**Extracted records**
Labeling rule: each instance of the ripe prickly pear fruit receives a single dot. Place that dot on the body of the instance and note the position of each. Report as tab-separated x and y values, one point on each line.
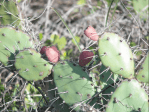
85	58
43	49
91	33
52	54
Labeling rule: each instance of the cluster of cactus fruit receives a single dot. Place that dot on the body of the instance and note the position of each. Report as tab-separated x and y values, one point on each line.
116	89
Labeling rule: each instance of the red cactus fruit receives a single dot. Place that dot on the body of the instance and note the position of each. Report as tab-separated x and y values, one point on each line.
91	33
52	54
43	49
85	58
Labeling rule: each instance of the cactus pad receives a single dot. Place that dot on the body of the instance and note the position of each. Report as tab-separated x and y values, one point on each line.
9	14
128	97
143	73
31	66
116	54
11	41
74	84
107	77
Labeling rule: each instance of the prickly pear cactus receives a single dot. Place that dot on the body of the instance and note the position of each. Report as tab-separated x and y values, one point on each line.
73	84
128	97
116	54
11	41
9	14
142	76
107	77
31	66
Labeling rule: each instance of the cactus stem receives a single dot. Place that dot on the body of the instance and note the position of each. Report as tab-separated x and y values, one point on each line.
62	92
104	71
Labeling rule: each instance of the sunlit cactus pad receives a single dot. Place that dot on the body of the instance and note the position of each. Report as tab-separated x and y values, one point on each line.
11	41
128	97
9	14
74	84
142	76
116	54
31	66
107	77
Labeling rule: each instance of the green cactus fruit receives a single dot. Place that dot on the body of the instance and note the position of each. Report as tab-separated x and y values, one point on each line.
142	76
9	14
107	77
74	85
116	54
128	97
11	41
31	66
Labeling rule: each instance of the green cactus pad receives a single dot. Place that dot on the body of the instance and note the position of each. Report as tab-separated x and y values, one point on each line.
116	54
31	66
11	41
107	78
143	73
9	14
128	97
74	84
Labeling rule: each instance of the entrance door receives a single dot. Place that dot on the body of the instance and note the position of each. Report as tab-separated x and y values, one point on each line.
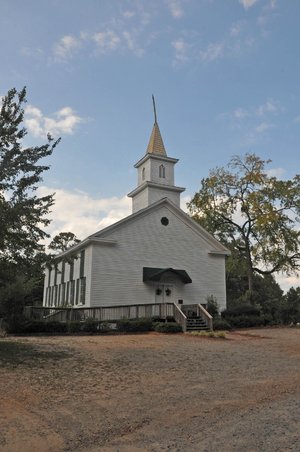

**Task statement**
Pull out each line of the records that contains the word "green", copying every such line in full.

**Output of the task**
Labeling rule: each instance of the green cactus fruit receives a single dot. Place that dot on the body of the instance and note the position of each. Report as tab-separated x and y values, one point on each line.
Labeling rule: each instance of the green cactus pad receives a single dot. Place that dot on the body of the instance and note the position of each. Report as tab-separated x and y values, one point on each line.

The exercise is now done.